- FRAGMENTO:
De capa caída

Por Jesús Ferrer Criado.

Lo de las redes sociales (el anonimato en la opinión o, peor, en el insulto), la enorme importancia actual de factores antaño secundarios (deportes, cantantes, tecnología…) ya son un cambio grande. Pero las modas y modos (piercings, tatuajes, maquillajes macabros…), la desvergüenza en farolear de ciertas perversiones, la falta de patriotismo, la irresponsabilidad generalizada, la extensión del consumo de drogas, la crueldad gratuita contra los sin techo, la violencia de pareja, la falta de respeto hacia las instituciones troncales de nuestra sociedad (familia, iglesia, monarquía, parlamento…), la corrupción de algunos políticos y empresarios, la tendencia desintegradora de nuestra nación, la demagogia rampante de algunos líderes y, además, la estupidez de una parte del pueblo que parece transigir con todo, ensimismado en los whasapps de sus móviles, son mucho más graves y me llevan a reflexionar sobre la situación de mi generación, la que nació más o menos durante la segunda guerra mundial.

- REQUISITO:
Escribe la continuación del fragmento «De capa caída», sobre los cambios sociales que preocupan a su autor, a partir de su última oración. El listado siguiente procede de una fuente distinta.

- LISTADO DE DATOS:
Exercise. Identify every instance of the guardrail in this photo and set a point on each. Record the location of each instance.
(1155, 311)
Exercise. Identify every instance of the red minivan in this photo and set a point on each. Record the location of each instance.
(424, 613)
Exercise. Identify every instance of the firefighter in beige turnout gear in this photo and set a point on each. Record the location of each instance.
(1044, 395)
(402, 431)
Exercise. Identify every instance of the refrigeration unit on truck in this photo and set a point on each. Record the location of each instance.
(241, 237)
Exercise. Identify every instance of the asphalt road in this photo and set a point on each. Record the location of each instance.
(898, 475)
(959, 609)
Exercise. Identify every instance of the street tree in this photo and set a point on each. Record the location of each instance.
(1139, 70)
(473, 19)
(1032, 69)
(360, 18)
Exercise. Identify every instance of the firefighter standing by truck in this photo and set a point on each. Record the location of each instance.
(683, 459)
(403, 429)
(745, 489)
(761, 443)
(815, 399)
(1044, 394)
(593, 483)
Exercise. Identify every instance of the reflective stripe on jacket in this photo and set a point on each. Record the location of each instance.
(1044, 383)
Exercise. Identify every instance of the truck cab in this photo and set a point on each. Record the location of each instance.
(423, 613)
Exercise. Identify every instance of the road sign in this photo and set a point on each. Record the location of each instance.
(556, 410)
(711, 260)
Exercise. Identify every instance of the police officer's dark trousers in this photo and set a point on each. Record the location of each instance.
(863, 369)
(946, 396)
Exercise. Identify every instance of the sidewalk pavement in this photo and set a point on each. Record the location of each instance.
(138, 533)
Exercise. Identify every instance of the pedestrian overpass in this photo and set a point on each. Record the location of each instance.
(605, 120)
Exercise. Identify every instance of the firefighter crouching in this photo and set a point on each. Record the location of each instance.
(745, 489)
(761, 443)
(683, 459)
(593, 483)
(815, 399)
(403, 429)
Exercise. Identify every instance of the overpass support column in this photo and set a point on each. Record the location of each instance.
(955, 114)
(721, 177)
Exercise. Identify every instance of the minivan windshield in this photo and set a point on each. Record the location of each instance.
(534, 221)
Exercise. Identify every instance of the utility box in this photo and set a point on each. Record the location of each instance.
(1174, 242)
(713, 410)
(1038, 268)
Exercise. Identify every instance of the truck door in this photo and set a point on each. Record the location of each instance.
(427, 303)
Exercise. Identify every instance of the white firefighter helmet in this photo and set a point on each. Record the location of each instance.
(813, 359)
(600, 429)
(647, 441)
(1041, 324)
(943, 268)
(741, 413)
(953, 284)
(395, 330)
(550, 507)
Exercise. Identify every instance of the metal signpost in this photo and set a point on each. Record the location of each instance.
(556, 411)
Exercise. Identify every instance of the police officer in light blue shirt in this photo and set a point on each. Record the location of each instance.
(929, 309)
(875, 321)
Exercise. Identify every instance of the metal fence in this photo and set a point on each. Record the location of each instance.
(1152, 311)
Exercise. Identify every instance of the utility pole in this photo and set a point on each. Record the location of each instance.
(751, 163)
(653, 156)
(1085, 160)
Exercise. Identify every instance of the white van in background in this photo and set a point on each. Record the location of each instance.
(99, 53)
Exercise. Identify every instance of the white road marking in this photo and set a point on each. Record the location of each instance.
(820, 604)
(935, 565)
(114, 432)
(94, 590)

- RESULTADO FINAL:
Nos quedan “tres pelados”, como se decía en la mili, para proclamar la casi inminencia del licenciamiento que, en nuestro caso, es el adiós definitivo. Nos quedan “tres pelados” que es un tiempo corto, pero va a ser un tiempo triste.

Viene pisándonos los talones, y en muchos casos la cabeza, una generación de jóvenes que no contentos con ser los mejor criados, mimados incluso, de toda nuestra historia se proponen borrar del mapa nuestras ideas y nuestros valores. La mayoría de ellos no estarían aquí si, como ellos ahora, hubiéramos preferido un coche nuevo a un hijo. Están aquí porque millones de padres desquitamos de nuestras necesidades (alimentos, descanso, libertad…) la cuota necesaria para criar nuevos hijos, a los que querer y sacar adelante, como el mejor premio a nuestra propia vida, como la bendición celestial a nuestra vida de pareja. La miopía de esta generación moderna no les permite ver que lo que ahorrarán con sus hijos no nacidos lo tendrán que gastar en criar a los de otras etnias más fecundas y menos egoístas, pero potencialmente problemáticas para la sociedad española tal como la entendemos ahora y eso no me parece buen negocio a tenor de lo que vemos en la Europa de más arriba.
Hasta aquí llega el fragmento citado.